▸ **DATA SUPPLIED**:
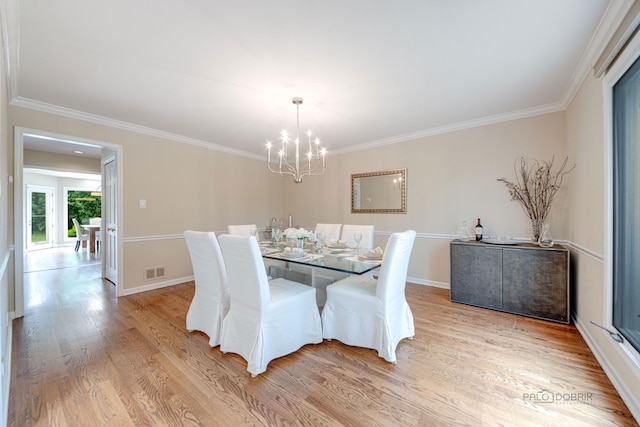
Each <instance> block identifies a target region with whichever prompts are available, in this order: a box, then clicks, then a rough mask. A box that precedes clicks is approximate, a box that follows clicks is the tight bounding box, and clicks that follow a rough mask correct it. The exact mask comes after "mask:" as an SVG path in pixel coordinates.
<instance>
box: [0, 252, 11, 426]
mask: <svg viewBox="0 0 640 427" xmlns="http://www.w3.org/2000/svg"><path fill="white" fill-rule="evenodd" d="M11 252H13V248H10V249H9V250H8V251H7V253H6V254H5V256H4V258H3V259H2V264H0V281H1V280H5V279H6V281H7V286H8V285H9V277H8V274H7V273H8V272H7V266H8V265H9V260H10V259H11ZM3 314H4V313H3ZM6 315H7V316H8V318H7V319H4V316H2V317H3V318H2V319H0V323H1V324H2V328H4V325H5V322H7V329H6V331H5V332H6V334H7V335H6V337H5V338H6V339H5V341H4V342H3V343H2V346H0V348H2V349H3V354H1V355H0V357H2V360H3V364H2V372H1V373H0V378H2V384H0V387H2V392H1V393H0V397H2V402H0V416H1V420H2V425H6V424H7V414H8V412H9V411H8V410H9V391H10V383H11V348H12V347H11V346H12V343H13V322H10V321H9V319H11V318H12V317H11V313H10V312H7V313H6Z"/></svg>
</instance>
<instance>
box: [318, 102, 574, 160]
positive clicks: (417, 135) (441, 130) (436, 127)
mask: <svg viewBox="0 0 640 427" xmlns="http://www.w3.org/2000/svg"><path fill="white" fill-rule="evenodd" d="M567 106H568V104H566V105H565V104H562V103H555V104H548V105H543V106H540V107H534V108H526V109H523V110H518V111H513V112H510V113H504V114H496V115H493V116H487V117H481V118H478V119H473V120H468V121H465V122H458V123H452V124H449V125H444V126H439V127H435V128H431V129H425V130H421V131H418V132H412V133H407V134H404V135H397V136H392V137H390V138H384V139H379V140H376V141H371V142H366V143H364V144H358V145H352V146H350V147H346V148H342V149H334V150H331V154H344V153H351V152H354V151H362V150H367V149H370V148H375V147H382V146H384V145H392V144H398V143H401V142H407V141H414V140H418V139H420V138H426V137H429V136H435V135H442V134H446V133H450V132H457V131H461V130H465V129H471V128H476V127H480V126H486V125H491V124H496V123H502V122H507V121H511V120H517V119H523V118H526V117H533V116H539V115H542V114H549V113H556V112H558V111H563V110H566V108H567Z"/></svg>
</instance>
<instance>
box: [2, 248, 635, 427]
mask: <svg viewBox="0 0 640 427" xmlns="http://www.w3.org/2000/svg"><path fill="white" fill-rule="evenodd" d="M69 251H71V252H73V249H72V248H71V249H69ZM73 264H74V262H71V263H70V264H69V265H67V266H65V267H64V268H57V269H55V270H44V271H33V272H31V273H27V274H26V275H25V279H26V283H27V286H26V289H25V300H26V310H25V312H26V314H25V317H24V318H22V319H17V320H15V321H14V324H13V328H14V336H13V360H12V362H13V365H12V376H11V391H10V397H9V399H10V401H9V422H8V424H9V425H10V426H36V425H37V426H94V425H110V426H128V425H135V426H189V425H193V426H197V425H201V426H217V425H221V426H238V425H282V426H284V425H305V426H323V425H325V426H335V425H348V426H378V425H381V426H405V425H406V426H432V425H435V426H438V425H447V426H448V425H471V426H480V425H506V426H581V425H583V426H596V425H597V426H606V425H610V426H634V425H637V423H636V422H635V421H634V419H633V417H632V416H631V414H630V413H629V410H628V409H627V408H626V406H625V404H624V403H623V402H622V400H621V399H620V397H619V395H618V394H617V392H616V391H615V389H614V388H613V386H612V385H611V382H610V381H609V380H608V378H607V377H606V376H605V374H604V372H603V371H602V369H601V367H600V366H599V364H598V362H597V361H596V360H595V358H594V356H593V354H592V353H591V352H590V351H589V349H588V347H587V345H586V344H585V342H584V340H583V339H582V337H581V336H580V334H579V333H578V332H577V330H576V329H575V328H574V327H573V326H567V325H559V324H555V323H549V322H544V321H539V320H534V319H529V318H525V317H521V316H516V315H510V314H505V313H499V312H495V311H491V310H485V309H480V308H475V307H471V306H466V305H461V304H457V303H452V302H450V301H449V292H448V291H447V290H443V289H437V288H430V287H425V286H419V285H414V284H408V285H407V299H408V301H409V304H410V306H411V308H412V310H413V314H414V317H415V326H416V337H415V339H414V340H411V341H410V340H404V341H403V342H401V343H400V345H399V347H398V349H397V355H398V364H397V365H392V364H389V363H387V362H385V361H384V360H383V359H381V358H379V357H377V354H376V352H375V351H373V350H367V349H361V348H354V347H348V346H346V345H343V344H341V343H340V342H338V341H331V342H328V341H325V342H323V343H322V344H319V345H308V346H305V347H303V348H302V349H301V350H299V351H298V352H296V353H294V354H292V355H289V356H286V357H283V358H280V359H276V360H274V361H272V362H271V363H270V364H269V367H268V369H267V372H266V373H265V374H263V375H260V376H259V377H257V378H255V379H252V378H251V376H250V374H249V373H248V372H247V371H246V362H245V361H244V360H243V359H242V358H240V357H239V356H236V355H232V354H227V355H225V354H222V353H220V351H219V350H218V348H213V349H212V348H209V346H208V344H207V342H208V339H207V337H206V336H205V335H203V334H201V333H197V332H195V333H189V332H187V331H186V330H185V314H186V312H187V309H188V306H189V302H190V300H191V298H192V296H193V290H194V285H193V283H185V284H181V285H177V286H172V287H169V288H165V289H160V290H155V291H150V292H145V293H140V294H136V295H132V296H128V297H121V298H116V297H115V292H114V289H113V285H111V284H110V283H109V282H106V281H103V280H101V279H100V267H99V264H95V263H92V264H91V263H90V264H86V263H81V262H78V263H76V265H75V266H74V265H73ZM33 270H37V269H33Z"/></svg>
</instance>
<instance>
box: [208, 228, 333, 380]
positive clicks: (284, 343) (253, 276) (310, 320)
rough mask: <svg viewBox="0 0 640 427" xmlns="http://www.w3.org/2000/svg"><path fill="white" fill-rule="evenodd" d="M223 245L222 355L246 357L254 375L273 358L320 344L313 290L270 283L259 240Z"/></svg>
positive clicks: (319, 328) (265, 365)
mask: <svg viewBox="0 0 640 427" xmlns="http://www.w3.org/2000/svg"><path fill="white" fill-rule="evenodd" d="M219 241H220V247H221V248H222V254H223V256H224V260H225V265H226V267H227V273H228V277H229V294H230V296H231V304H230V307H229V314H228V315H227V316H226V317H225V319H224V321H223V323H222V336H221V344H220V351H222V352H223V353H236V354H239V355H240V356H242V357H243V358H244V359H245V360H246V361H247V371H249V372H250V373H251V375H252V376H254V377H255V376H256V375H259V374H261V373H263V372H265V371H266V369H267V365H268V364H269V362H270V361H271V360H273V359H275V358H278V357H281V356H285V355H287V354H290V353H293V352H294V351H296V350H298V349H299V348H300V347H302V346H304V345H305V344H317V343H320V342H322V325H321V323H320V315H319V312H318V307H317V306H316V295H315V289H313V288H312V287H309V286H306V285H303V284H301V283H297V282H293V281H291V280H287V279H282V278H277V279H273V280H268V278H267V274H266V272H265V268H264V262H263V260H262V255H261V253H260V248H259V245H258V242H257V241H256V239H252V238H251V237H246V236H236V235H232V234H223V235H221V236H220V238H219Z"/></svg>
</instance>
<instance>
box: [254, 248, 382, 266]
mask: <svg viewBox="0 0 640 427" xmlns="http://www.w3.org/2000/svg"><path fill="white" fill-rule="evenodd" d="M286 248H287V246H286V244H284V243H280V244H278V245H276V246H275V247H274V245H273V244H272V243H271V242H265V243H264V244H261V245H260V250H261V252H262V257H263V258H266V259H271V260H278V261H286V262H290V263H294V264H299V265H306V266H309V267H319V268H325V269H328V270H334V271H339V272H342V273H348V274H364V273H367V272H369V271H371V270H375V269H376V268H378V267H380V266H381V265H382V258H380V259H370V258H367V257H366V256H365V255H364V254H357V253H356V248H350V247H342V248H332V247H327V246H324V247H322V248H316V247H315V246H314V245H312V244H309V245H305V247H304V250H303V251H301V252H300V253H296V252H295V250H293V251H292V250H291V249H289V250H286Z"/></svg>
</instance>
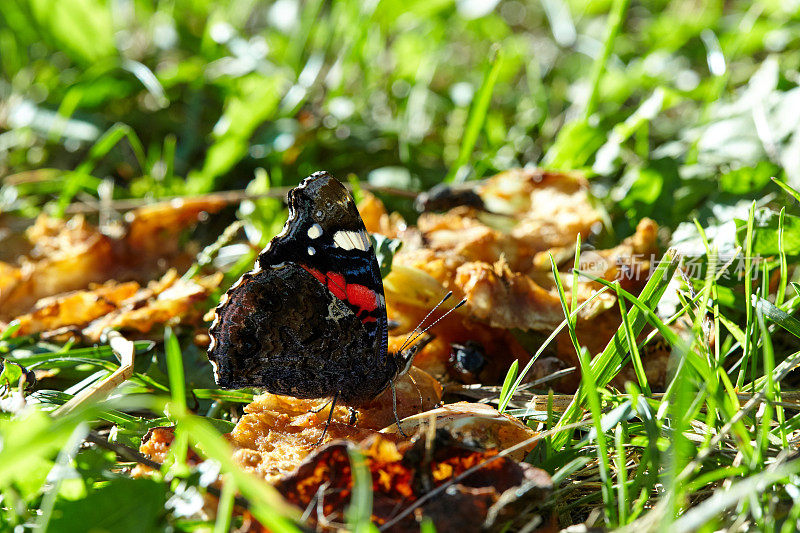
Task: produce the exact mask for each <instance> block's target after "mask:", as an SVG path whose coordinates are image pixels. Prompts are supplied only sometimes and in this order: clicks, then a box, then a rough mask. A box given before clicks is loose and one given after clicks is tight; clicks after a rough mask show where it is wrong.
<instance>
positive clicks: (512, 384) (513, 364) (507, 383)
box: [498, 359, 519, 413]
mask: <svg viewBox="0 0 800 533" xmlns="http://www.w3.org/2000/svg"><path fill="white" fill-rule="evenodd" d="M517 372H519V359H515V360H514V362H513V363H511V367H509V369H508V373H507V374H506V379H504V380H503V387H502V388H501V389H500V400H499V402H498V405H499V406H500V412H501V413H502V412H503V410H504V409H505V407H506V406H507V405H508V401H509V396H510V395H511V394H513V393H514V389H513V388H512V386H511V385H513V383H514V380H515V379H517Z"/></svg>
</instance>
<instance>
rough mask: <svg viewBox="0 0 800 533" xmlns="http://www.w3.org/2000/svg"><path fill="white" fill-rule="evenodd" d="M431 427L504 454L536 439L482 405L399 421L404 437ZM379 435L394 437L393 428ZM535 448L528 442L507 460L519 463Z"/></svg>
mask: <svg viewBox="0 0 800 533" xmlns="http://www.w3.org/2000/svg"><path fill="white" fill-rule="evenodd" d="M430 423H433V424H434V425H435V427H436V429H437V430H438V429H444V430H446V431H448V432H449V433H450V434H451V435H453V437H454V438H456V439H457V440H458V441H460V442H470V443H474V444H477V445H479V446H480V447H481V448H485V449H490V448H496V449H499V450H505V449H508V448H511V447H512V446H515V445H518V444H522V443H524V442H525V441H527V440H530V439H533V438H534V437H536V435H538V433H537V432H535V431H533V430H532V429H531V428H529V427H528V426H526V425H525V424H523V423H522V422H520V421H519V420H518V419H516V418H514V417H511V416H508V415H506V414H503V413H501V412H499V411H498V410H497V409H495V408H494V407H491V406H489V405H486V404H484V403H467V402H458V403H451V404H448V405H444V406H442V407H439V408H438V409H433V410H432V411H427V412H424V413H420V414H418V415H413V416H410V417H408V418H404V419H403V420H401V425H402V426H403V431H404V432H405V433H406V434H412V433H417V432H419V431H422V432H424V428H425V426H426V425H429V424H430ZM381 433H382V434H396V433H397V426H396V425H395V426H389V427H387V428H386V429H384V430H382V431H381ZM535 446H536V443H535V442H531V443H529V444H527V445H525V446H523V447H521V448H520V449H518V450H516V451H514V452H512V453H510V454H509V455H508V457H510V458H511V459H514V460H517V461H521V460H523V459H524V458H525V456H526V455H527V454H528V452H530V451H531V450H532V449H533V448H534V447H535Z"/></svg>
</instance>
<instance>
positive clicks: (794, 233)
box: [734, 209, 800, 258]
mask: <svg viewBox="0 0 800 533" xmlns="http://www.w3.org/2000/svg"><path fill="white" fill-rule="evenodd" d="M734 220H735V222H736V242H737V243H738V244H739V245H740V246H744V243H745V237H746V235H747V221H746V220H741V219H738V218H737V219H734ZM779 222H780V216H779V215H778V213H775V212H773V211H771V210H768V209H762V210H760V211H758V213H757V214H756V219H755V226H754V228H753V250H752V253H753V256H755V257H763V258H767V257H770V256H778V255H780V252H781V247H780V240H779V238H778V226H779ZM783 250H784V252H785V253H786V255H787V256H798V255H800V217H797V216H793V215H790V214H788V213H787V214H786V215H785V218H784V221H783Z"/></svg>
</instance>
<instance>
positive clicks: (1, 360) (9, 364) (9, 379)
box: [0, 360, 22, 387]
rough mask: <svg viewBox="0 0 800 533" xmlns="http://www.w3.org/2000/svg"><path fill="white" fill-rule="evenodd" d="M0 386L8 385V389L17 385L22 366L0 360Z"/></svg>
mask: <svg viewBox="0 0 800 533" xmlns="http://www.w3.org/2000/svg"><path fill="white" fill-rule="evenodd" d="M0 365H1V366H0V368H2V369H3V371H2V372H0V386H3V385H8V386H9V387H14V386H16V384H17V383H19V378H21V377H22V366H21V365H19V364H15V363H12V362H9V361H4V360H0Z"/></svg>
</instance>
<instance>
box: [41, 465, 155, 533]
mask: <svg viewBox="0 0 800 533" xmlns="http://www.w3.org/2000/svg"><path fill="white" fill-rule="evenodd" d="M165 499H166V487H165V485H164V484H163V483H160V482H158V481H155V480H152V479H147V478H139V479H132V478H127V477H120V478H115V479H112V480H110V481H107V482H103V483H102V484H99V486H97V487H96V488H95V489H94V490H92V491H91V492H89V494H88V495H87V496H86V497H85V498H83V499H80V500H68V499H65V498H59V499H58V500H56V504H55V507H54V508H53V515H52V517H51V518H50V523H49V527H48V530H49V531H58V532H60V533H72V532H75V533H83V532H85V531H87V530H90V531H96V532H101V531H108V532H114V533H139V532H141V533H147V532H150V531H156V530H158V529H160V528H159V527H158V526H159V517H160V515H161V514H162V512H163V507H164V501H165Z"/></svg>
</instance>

▸ **EXERCISE BRIEF**: Verbatim reproduction is required for the line holding "box: [0, 360, 22, 387]" and for every line after it in the records, with no other line included.

▸ **SOLUTION FOR THIS PROBLEM**:
box: [0, 360, 22, 387]
rough mask: <svg viewBox="0 0 800 533" xmlns="http://www.w3.org/2000/svg"><path fill="white" fill-rule="evenodd" d="M0 386L8 385V389L17 385L22 366L0 360Z"/></svg>
mask: <svg viewBox="0 0 800 533" xmlns="http://www.w3.org/2000/svg"><path fill="white" fill-rule="evenodd" d="M0 365H1V366H0V368H2V369H3V371H2V372H0V386H3V385H8V386H9V387H14V386H16V384H17V383H19V378H21V377H22V366H21V365H19V364H15V363H12V362H9V361H4V360H0Z"/></svg>
</instance>
<instance>
box: [41, 465, 155, 533]
mask: <svg viewBox="0 0 800 533" xmlns="http://www.w3.org/2000/svg"><path fill="white" fill-rule="evenodd" d="M165 499H166V487H165V485H164V484H163V483H160V482H158V481H155V480H152V479H147V478H139V479H132V478H127V477H120V478H115V479H112V480H110V481H107V482H103V483H102V484H99V486H97V487H96V488H95V489H94V490H92V491H91V492H89V494H88V495H87V496H86V497H85V498H83V499H80V500H68V499H65V498H59V499H58V500H56V504H55V507H54V508H53V515H52V517H51V518H50V523H49V527H48V530H49V531H58V532H60V533H72V532H75V533H83V532H85V531H87V530H90V531H96V532H101V531H108V532H114V533H139V532H141V533H147V532H150V531H156V530H158V529H160V528H159V527H158V526H159V517H160V515H161V514H162V512H163V507H164V501H165Z"/></svg>
</instance>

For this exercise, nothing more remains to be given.